WHAT THE EXERCISE ASKS
Convert the lines from the one containing "Please mark the region of every instance of the **wooden" through the end of the lines below into a JSON list of strings, one string per line, skipping blank lines and leaving out the pictures.

—————

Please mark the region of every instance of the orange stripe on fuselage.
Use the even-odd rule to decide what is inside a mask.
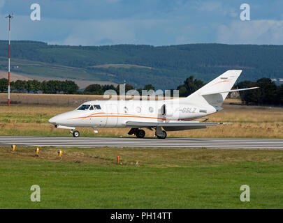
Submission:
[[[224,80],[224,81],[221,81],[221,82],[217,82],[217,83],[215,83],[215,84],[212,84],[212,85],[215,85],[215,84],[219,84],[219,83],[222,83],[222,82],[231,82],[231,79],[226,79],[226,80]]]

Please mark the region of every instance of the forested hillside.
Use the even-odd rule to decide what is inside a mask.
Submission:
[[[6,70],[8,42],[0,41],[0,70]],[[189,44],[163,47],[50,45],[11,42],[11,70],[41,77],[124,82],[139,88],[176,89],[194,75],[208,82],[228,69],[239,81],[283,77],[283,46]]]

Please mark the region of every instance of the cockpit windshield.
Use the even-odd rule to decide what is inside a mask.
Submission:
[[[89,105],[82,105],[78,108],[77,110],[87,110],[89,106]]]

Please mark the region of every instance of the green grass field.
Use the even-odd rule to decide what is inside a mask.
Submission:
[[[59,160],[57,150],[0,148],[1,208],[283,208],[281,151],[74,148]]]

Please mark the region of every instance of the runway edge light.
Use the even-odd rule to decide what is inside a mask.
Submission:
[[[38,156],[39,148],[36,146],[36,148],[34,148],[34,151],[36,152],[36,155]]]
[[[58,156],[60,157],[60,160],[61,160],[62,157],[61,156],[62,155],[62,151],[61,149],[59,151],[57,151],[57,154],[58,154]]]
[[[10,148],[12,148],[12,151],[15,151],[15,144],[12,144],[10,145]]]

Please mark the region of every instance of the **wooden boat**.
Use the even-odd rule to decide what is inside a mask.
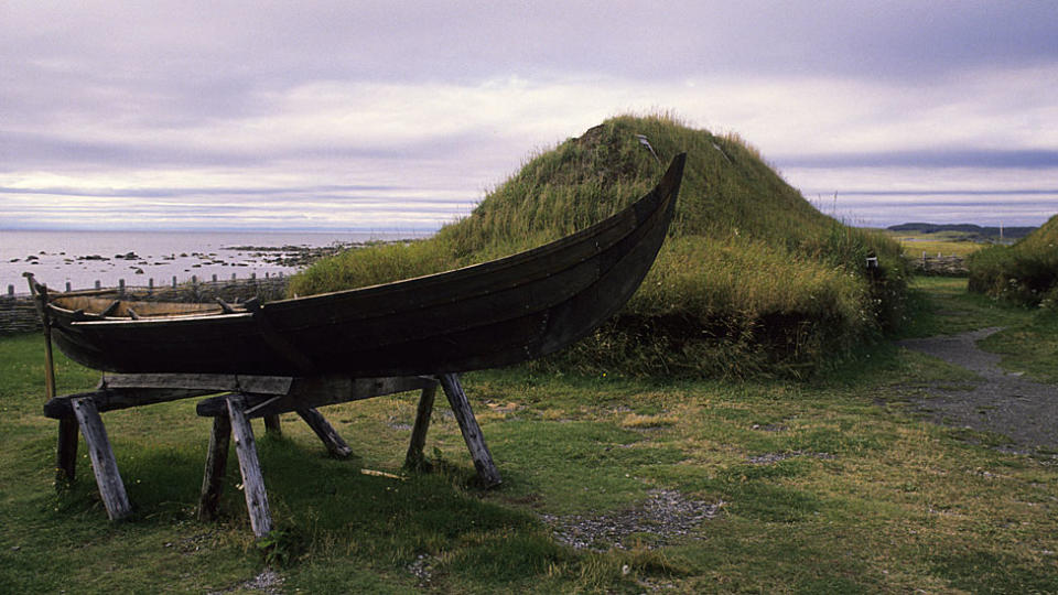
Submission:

—————

CORRECT OUTPUT
[
  "Please mark the region of every instance of the **wooden boat**.",
  "Use the even-odd rule to decide what is inside a mask.",
  "Submission:"
]